• _What you have to do_
Reproduce every line of the records between the line containing "Expected: one point per instance of the metal railing, reported" and the end of the records, inclusive. Scale each pixel coordinate in the answers by 1.65, rounding to whole numbers with halves rounded up.

Source data
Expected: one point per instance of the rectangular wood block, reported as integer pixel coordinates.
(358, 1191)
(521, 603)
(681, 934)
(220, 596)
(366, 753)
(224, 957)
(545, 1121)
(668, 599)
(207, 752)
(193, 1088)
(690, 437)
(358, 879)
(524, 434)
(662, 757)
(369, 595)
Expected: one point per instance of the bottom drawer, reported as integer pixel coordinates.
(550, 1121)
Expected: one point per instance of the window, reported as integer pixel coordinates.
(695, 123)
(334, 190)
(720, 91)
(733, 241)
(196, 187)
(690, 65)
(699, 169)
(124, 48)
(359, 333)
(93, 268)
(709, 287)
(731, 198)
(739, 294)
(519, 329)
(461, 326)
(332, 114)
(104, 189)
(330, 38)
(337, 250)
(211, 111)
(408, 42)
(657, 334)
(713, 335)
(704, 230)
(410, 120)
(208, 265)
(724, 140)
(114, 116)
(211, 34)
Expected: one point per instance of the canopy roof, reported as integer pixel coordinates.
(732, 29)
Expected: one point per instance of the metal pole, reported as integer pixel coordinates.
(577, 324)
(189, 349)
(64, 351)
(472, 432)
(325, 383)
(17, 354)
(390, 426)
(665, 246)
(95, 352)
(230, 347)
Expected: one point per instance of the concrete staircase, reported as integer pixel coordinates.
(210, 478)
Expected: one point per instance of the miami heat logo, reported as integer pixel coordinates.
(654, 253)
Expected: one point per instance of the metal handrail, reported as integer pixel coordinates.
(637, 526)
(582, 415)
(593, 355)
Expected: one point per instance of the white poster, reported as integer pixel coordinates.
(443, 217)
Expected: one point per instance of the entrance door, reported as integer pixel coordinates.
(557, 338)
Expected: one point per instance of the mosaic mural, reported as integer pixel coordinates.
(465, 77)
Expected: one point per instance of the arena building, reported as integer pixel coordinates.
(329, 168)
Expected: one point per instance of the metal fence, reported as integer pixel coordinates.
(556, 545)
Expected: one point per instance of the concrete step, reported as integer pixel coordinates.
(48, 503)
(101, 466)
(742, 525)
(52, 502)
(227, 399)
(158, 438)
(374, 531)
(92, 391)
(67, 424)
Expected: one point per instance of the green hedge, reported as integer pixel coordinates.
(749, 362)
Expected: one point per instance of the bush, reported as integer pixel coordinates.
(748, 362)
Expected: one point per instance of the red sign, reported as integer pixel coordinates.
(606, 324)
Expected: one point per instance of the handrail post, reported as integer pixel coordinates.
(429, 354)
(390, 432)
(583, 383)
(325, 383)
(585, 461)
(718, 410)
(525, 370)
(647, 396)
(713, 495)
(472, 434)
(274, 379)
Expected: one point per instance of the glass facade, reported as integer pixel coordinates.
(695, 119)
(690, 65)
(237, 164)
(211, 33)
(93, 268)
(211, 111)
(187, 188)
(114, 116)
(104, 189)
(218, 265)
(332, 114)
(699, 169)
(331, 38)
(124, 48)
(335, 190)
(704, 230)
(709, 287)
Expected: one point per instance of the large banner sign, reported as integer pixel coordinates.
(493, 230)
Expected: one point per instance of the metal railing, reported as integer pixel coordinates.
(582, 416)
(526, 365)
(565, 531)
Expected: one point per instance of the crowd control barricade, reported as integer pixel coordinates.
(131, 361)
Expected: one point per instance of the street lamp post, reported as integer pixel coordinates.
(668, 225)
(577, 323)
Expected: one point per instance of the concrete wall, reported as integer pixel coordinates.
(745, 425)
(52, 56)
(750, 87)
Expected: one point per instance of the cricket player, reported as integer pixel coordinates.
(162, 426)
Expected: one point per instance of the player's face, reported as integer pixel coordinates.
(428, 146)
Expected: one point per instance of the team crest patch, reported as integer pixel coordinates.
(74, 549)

• _Written reply_
Expected: one point per instance of the metal railing, reported as integer pixel coordinates.
(960, 686)
(868, 602)
(932, 876)
Expected: one point per instance of the crowd control barricade, reported as integer pixel coordinates.
(216, 596)
Expected: one point per instance of the street lamp post, reported as integer pixel coordinates.
(1102, 371)
(952, 533)
Expected: one point per instance of the concrete wall, reported as integer pixel coordinates.
(1229, 701)
(86, 92)
(1238, 144)
Expected: one point per instance of the cricket player, reported as integer pixel coordinates.
(267, 703)
Expected: one point per instance of the player's face, reported as integer pixel coordinates.
(706, 241)
Expected: one point per instance of the team crest patch, reported as integer pixel coordinates.
(122, 906)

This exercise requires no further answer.